▸ **Exercise**: Starting at the line that contains "Where can you find the tiger's ear", copy out every line through the end of the items below, character for character.

-------- Records shown

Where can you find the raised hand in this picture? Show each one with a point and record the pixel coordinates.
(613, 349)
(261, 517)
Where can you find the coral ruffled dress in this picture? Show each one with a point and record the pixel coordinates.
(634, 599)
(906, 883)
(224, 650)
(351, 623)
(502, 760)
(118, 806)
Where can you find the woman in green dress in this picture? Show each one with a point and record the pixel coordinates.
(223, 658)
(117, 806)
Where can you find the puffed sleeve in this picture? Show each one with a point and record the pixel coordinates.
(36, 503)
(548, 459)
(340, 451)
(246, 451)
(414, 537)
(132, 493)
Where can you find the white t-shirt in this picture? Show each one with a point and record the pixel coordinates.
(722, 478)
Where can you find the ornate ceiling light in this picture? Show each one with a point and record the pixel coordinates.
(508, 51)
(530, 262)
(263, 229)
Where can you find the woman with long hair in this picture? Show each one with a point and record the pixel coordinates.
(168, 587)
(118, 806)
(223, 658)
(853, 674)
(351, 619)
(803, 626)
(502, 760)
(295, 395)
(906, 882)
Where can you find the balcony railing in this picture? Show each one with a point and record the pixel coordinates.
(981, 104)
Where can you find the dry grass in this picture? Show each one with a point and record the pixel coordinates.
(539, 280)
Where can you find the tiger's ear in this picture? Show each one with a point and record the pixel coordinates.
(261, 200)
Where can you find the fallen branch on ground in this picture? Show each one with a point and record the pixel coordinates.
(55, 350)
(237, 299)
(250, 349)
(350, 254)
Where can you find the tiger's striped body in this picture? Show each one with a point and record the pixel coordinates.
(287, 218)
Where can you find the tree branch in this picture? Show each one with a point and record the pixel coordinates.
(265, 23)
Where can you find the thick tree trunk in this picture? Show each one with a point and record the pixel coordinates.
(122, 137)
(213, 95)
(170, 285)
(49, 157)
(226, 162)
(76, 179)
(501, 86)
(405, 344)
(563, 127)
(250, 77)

----------------

▸ **Finished answer**:
Where can you find the tiger's ear in this picture? Show each one with a point and record the pixel coordinates.
(261, 200)
Where can you find the fallen branch on ground in this picture? Show each one with a point and record the pixel coordinates.
(55, 350)
(237, 299)
(250, 349)
(350, 254)
Where can you find the tiger's striped body in this picture? Show each one with a point and record the pixel coordinates.
(287, 218)
Where can you find the tree branch in this picture? Show each one with a point and record the pixel coordinates.
(265, 23)
Where can you find the thick tree trunk in this picture? Show each one with a point and record the pixel coordinates.
(122, 137)
(213, 95)
(170, 285)
(49, 157)
(226, 162)
(76, 179)
(501, 86)
(405, 344)
(563, 127)
(250, 77)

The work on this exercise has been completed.